Description of the task: Extract each line of the records that contains the string "hinge" and copy it without any change.

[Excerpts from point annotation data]
.....
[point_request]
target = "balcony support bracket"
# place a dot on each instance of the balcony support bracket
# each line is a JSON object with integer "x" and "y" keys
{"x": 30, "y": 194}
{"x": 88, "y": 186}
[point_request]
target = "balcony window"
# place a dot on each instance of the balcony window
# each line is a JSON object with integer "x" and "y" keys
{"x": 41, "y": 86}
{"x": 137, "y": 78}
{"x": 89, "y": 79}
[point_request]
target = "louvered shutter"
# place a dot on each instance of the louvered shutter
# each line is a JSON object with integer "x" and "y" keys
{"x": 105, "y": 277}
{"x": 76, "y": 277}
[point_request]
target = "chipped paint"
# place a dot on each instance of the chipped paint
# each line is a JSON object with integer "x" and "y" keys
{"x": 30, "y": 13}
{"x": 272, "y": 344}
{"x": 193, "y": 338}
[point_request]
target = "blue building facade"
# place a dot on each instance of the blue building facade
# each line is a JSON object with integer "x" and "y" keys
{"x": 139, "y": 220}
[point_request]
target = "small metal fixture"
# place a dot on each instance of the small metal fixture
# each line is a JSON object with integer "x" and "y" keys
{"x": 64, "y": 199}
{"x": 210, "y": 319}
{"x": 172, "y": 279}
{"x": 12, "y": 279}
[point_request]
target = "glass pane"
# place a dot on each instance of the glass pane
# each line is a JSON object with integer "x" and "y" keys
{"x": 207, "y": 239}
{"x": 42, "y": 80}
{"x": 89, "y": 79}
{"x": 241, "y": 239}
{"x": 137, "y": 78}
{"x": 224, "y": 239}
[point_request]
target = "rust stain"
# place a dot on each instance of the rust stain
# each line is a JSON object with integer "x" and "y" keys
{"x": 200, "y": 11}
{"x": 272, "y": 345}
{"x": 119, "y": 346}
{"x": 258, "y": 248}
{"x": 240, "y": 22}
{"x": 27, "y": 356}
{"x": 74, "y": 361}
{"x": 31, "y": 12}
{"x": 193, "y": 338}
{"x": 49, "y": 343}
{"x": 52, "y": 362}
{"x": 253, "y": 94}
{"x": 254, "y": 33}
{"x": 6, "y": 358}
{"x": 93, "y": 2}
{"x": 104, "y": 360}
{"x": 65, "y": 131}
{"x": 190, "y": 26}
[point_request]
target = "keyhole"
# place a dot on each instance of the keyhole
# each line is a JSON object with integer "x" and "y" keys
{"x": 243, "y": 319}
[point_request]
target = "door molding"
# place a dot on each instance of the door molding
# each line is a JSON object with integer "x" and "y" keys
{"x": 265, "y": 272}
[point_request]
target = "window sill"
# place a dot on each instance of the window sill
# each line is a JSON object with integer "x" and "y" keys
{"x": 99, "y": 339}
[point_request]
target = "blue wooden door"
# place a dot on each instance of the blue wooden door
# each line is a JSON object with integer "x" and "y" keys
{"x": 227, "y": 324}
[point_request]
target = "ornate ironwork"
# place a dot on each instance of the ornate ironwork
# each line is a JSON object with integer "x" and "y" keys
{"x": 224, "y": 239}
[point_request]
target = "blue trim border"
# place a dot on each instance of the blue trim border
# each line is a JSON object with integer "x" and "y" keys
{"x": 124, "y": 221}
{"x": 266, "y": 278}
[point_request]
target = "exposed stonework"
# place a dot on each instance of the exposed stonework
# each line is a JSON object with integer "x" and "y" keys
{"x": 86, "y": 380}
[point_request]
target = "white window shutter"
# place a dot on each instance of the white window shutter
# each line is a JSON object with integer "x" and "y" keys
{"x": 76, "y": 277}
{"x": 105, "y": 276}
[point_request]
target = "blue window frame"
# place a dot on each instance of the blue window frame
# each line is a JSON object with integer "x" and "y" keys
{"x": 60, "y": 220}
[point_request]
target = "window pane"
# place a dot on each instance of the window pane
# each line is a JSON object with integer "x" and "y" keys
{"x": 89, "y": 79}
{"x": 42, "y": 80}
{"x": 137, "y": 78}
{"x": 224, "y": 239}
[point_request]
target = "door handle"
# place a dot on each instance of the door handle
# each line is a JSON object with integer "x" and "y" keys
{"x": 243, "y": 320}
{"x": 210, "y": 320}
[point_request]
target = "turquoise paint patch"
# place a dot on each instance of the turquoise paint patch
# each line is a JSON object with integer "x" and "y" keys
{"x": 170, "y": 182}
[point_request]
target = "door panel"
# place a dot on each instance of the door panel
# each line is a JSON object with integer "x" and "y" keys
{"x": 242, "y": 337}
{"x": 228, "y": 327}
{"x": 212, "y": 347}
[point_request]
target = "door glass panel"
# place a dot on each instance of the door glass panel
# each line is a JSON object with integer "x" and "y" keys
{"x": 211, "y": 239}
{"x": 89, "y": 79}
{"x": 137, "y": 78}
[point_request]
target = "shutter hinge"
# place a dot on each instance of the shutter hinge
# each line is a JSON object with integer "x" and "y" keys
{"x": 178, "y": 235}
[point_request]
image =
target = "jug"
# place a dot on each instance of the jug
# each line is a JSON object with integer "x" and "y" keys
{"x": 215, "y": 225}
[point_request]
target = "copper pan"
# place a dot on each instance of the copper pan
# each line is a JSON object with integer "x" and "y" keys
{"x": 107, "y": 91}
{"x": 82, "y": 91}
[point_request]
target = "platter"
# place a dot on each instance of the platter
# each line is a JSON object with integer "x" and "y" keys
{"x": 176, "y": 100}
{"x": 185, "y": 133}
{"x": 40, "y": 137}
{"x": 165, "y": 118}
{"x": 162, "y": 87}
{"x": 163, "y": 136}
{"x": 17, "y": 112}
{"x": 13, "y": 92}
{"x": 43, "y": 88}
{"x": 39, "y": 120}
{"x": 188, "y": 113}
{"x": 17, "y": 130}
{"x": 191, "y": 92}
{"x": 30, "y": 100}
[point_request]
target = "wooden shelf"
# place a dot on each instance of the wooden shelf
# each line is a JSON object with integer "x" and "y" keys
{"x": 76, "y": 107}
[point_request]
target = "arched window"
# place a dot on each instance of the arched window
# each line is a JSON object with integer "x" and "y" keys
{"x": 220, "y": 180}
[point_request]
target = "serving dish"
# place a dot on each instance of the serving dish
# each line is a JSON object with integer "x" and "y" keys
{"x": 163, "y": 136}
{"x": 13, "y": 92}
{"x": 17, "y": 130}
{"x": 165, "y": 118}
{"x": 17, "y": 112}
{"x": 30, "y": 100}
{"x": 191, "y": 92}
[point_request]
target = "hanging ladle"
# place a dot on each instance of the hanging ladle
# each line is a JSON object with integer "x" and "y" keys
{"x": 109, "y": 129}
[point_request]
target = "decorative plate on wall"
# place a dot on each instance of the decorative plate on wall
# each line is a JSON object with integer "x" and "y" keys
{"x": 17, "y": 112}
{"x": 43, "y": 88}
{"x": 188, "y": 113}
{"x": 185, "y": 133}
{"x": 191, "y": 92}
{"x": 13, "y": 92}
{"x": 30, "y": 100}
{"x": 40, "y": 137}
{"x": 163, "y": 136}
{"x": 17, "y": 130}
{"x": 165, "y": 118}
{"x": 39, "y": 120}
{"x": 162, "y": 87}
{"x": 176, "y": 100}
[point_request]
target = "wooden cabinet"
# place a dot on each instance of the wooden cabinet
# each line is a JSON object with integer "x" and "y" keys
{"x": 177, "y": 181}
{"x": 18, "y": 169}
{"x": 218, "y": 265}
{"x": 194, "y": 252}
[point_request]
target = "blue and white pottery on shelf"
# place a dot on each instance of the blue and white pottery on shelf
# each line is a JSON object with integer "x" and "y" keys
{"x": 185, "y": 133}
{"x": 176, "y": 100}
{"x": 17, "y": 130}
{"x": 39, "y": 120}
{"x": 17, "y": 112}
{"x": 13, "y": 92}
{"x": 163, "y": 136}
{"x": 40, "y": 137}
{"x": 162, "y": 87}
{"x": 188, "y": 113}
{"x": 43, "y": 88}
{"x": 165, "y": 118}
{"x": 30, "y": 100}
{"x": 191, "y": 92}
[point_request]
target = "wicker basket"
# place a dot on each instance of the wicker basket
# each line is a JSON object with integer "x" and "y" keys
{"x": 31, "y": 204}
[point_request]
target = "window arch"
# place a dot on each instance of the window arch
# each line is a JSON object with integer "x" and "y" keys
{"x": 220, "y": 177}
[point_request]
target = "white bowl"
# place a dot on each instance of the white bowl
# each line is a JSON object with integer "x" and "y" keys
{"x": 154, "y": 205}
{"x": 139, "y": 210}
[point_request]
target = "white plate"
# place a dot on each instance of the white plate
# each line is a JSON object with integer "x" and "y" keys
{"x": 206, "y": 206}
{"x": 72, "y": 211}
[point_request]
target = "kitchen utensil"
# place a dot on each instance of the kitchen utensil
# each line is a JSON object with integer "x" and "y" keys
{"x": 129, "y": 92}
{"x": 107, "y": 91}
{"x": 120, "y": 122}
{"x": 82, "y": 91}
.....
Correct result:
target = "shutter hinge"
# place a dot on each instance of the shutter hinge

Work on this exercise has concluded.